--- start Data supplied ---

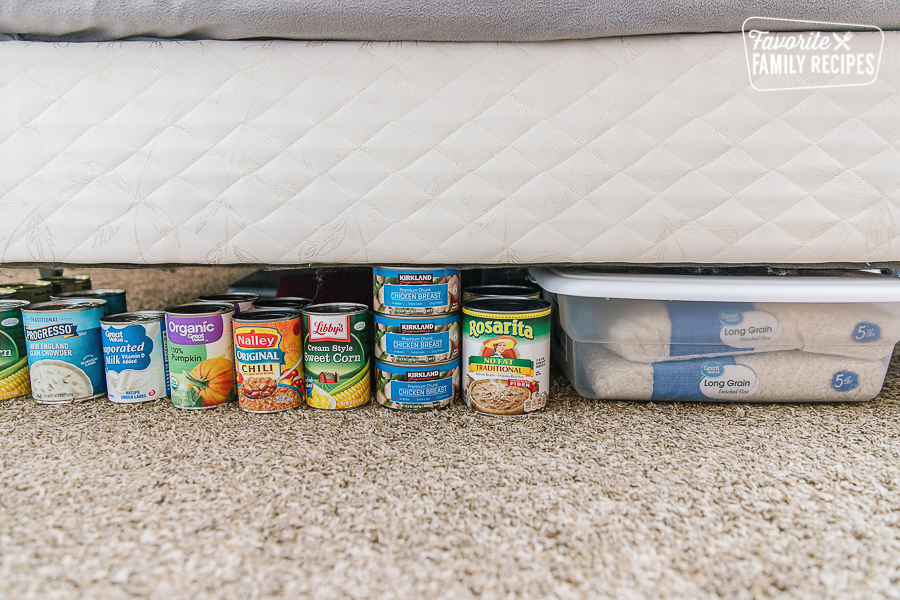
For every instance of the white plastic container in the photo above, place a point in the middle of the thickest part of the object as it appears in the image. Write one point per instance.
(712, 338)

--- end Data supplied ---
--- start Data supplied ---

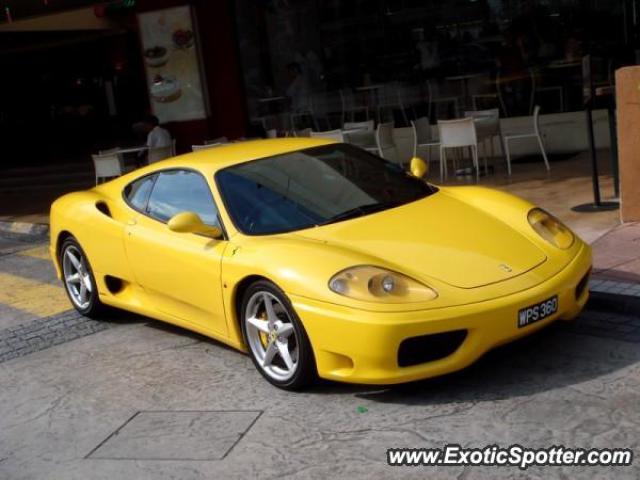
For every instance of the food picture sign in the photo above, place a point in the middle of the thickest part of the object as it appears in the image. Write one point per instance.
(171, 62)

--- end Data supplied ---
--- start Data supplied ---

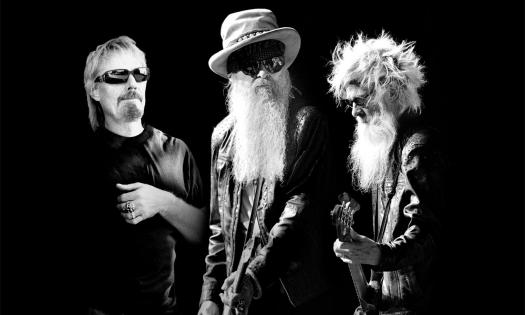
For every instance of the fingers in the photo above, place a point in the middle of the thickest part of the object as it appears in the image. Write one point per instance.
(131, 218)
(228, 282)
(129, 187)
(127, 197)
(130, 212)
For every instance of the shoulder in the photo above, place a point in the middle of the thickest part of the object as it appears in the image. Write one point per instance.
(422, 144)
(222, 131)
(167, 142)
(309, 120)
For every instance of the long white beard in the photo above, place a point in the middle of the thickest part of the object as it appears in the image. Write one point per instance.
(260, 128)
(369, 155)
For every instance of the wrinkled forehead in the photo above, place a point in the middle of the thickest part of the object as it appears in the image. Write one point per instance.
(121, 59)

--- end Data supplied ---

▶ [Requirements] How many lines in the entries above contain the string "appears"? Case counts. Reply with the number alone.

▶ [Output of the exercise] 6